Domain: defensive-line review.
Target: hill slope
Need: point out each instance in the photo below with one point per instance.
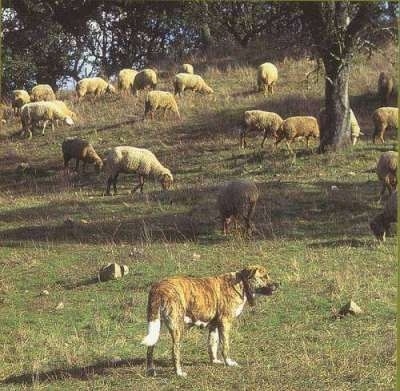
(314, 240)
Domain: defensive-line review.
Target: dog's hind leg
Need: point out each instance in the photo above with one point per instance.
(151, 370)
(224, 330)
(213, 341)
(176, 331)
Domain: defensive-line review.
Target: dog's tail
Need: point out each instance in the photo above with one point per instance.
(154, 321)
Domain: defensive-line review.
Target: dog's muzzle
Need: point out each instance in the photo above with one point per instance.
(268, 289)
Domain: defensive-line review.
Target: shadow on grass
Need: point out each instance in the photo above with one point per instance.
(80, 373)
(285, 210)
(354, 243)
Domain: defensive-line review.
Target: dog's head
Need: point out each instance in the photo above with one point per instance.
(256, 281)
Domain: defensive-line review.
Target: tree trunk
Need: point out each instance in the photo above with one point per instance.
(336, 133)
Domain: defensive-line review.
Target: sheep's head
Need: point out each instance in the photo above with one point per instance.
(98, 165)
(208, 90)
(111, 89)
(166, 181)
(69, 121)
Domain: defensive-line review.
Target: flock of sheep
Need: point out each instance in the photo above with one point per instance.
(237, 200)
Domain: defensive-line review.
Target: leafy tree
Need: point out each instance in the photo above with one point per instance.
(339, 29)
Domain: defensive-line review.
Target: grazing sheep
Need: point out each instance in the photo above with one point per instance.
(93, 86)
(383, 118)
(125, 80)
(33, 113)
(143, 79)
(259, 120)
(386, 169)
(187, 68)
(355, 131)
(380, 224)
(385, 88)
(64, 108)
(78, 149)
(6, 112)
(294, 127)
(42, 92)
(267, 75)
(19, 98)
(236, 200)
(186, 81)
(160, 100)
(142, 161)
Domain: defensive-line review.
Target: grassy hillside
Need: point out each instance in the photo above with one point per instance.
(314, 240)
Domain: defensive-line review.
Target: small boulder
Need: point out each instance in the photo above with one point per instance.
(112, 271)
(350, 308)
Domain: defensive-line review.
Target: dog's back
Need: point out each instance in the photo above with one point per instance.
(185, 298)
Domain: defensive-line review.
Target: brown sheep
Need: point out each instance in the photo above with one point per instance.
(386, 169)
(237, 200)
(78, 149)
(380, 224)
(294, 127)
(384, 118)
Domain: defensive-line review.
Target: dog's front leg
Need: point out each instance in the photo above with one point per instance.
(224, 330)
(213, 341)
(151, 371)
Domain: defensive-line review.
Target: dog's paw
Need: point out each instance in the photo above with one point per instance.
(231, 363)
(181, 373)
(151, 372)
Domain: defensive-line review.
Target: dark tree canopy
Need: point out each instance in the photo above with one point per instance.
(51, 41)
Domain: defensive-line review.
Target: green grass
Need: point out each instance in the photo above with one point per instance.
(313, 240)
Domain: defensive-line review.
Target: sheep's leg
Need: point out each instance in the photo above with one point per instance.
(242, 139)
(44, 126)
(109, 181)
(140, 185)
(66, 160)
(264, 138)
(115, 183)
(289, 147)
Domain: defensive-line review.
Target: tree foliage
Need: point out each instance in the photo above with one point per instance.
(52, 40)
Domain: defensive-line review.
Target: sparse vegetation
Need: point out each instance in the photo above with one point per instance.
(312, 220)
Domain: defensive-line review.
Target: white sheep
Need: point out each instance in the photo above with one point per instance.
(186, 81)
(135, 160)
(384, 118)
(143, 79)
(33, 113)
(19, 98)
(355, 131)
(267, 75)
(160, 100)
(294, 127)
(42, 92)
(261, 121)
(187, 68)
(125, 80)
(64, 108)
(93, 86)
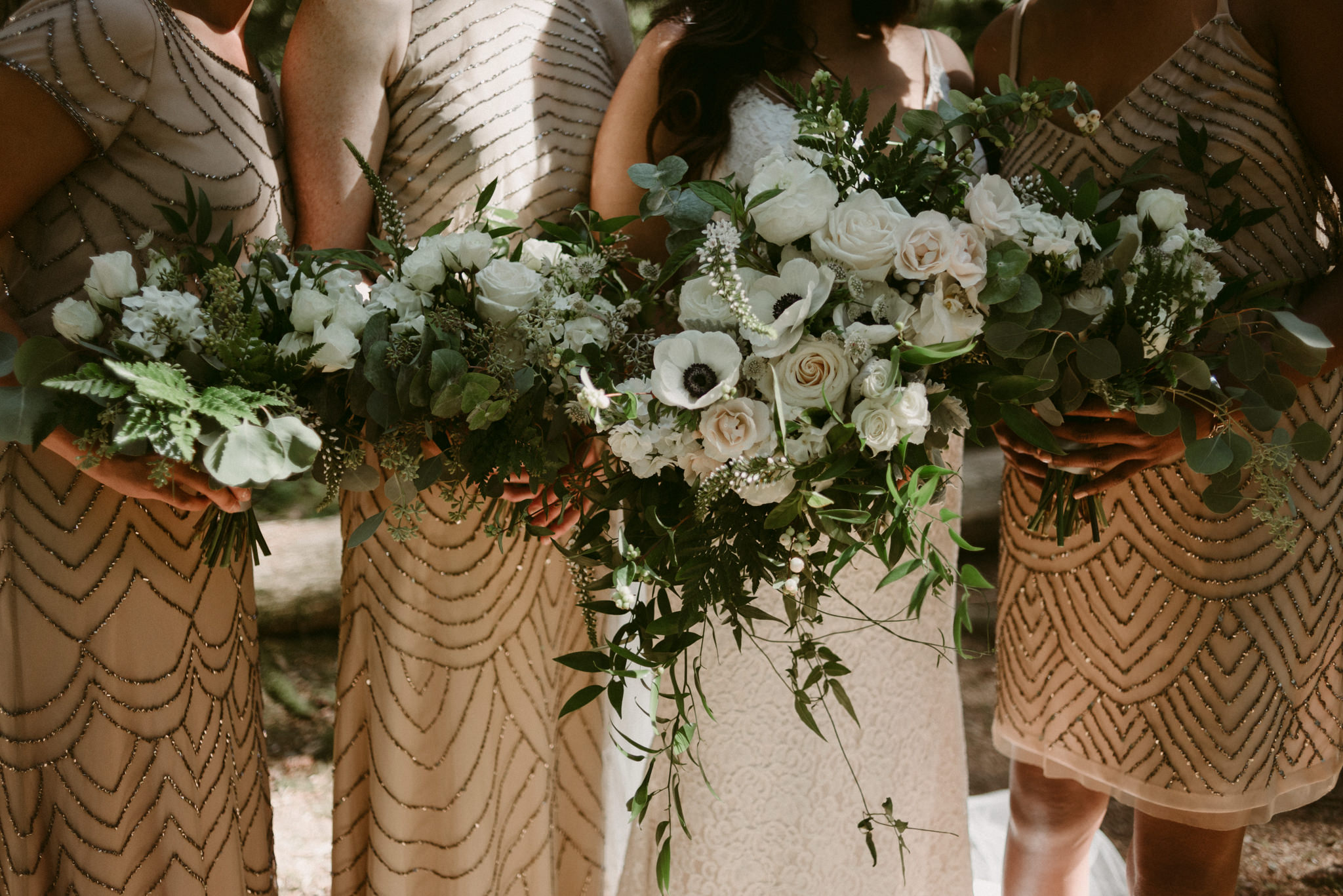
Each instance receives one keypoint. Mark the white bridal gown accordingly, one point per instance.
(785, 823)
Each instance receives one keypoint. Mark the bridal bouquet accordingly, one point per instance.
(1133, 312)
(798, 414)
(183, 366)
(470, 360)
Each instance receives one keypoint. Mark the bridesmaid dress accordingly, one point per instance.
(132, 758)
(454, 774)
(1184, 664)
(785, 816)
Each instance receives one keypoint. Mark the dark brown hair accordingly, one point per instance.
(725, 46)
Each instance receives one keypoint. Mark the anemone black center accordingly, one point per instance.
(785, 303)
(698, 379)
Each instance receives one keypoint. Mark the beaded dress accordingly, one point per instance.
(454, 774)
(1184, 664)
(784, 815)
(132, 758)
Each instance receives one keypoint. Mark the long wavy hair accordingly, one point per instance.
(729, 45)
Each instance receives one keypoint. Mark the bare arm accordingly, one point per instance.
(340, 58)
(624, 142)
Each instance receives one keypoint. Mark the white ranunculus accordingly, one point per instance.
(969, 262)
(582, 331)
(925, 245)
(294, 343)
(765, 494)
(740, 427)
(786, 303)
(814, 372)
(1091, 300)
(401, 299)
(946, 316)
(77, 320)
(112, 277)
(802, 207)
(993, 205)
(540, 254)
(471, 250)
(703, 309)
(694, 370)
(311, 309)
(1165, 207)
(507, 289)
(861, 233)
(424, 269)
(339, 348)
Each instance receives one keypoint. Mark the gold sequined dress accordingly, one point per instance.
(130, 747)
(1185, 664)
(454, 774)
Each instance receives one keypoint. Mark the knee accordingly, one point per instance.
(1051, 815)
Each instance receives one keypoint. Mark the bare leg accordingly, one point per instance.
(1169, 859)
(1049, 838)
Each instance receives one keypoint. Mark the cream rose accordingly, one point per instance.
(506, 289)
(740, 427)
(993, 205)
(112, 277)
(861, 233)
(925, 245)
(802, 207)
(77, 320)
(814, 372)
(1165, 207)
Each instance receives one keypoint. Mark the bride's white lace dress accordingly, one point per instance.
(785, 823)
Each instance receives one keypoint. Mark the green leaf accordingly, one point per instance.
(1209, 456)
(1030, 427)
(1311, 441)
(583, 697)
(1098, 359)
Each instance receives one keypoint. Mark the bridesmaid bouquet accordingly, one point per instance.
(471, 360)
(184, 366)
(798, 413)
(1131, 311)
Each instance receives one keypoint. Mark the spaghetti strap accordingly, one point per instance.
(1017, 15)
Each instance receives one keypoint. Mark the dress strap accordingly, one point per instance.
(1017, 15)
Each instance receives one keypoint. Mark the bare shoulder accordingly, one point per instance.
(993, 51)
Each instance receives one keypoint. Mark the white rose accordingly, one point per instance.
(586, 330)
(401, 299)
(468, 252)
(814, 372)
(740, 427)
(802, 207)
(1092, 300)
(925, 245)
(311, 309)
(969, 261)
(424, 267)
(507, 289)
(77, 320)
(703, 309)
(766, 494)
(1165, 207)
(112, 277)
(339, 348)
(294, 343)
(993, 205)
(861, 233)
(946, 316)
(540, 256)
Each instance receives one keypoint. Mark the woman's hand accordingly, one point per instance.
(187, 490)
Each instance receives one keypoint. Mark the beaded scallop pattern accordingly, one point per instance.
(454, 773)
(1185, 664)
(132, 758)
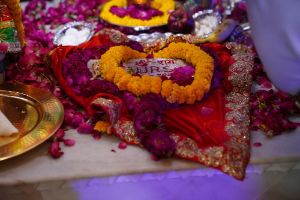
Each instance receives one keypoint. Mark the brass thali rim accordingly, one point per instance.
(51, 119)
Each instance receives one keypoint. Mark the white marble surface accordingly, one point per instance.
(91, 158)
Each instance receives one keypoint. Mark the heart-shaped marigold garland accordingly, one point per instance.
(112, 70)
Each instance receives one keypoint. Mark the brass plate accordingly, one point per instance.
(36, 113)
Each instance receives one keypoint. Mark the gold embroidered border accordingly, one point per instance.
(234, 156)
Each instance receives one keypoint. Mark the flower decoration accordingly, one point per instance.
(16, 12)
(111, 70)
(119, 13)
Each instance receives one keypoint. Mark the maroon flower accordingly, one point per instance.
(54, 150)
(119, 11)
(159, 143)
(183, 75)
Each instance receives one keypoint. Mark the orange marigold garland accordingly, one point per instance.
(111, 70)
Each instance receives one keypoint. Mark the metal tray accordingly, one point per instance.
(36, 113)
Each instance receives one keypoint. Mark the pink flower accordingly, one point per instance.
(54, 150)
(85, 128)
(122, 145)
(69, 142)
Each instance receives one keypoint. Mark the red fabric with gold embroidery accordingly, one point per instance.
(214, 132)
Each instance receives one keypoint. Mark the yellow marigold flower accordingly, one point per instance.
(119, 74)
(122, 84)
(166, 88)
(155, 85)
(111, 70)
(164, 6)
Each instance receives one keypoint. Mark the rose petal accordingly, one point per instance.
(69, 142)
(122, 145)
(54, 150)
(85, 128)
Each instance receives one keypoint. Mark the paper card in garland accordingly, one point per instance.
(213, 132)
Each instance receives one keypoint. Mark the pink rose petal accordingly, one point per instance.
(69, 142)
(85, 128)
(122, 145)
(54, 150)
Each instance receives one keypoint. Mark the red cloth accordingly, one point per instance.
(199, 130)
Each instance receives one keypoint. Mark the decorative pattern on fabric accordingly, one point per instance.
(8, 34)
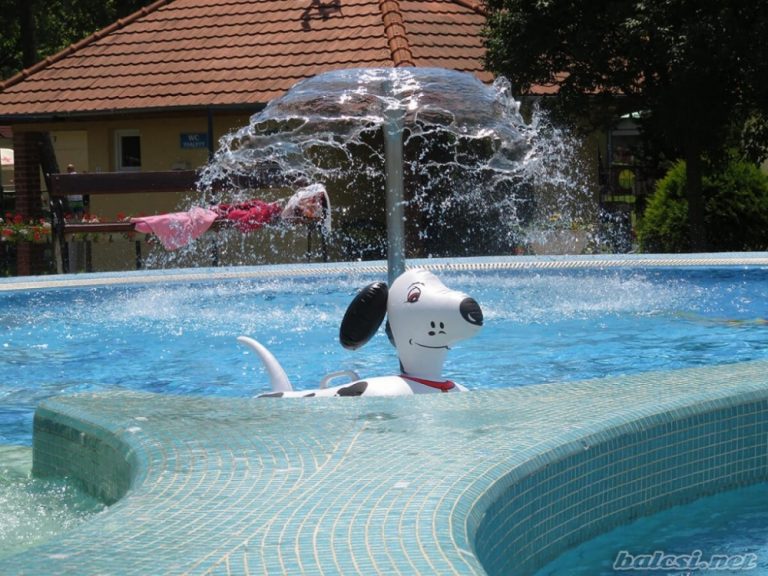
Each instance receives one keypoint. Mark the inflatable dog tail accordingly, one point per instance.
(278, 379)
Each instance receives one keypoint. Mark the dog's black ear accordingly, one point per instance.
(364, 315)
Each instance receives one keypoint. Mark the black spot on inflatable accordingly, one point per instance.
(364, 315)
(356, 389)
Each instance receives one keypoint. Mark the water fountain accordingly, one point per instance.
(457, 161)
(438, 148)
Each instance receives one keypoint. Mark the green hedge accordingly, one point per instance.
(736, 210)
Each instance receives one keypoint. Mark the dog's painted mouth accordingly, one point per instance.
(412, 343)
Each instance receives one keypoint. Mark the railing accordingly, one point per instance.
(63, 185)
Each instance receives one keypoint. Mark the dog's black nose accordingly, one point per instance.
(471, 312)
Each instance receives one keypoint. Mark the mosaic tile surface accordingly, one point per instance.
(362, 485)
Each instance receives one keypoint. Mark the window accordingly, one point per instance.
(127, 150)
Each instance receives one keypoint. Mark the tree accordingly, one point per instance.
(35, 29)
(694, 68)
(735, 209)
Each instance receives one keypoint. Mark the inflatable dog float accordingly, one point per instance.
(424, 319)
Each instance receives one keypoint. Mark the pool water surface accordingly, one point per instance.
(540, 326)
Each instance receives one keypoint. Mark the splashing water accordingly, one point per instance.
(473, 170)
(33, 510)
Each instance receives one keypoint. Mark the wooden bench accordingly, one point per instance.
(101, 183)
(86, 185)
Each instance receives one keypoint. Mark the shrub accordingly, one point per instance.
(735, 210)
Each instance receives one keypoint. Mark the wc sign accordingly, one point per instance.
(192, 140)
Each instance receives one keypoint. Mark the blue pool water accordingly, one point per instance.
(541, 326)
(722, 534)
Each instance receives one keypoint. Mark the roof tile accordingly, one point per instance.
(200, 53)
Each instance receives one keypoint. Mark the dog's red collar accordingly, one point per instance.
(442, 386)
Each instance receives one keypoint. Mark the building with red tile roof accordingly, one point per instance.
(200, 54)
(155, 90)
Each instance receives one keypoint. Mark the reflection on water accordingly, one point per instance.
(33, 510)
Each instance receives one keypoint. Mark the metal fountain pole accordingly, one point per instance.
(393, 161)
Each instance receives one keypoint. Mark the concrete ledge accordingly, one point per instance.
(440, 484)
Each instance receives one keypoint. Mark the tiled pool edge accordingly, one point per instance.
(313, 486)
(603, 480)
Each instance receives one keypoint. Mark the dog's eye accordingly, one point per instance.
(413, 295)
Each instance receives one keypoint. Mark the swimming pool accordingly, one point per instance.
(542, 324)
(710, 535)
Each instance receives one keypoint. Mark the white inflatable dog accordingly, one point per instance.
(425, 320)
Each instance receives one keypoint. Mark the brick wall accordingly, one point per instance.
(30, 258)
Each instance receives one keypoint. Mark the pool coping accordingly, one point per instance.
(273, 271)
(368, 485)
(327, 486)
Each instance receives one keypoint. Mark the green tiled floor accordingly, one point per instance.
(341, 486)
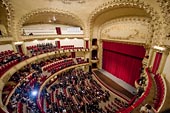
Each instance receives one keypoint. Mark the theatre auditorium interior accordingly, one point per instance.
(84, 56)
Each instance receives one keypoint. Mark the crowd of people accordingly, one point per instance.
(75, 92)
(41, 48)
(29, 78)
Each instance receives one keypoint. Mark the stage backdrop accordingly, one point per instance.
(123, 60)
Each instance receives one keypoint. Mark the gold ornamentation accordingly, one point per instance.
(47, 10)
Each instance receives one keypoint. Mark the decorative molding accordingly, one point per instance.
(136, 34)
(165, 10)
(71, 1)
(47, 10)
(10, 15)
(155, 23)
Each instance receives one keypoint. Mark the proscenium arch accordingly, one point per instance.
(111, 5)
(27, 16)
(10, 16)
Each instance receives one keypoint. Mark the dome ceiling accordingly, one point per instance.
(51, 18)
(3, 14)
(114, 13)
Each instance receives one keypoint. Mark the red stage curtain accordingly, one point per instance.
(121, 62)
(87, 44)
(156, 62)
(132, 50)
(58, 30)
(73, 54)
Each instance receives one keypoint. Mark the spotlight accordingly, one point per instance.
(34, 93)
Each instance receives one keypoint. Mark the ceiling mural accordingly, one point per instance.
(127, 28)
(49, 16)
(6, 17)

### Required action
Retype the entries above exactly, but only from the line containing "Target: tree foliage" through the line containing "Target: white sheep", both included.

### Response box
Target: tree foliage
Need: point out each instance in the photo above with one point per instance.
(52, 40)
Domain: defensive-line review.
Target: sparse vegetation
Need: point out each instance in the photo above with one point per instance.
(312, 220)
Domain: defensive-line review.
Target: white sheep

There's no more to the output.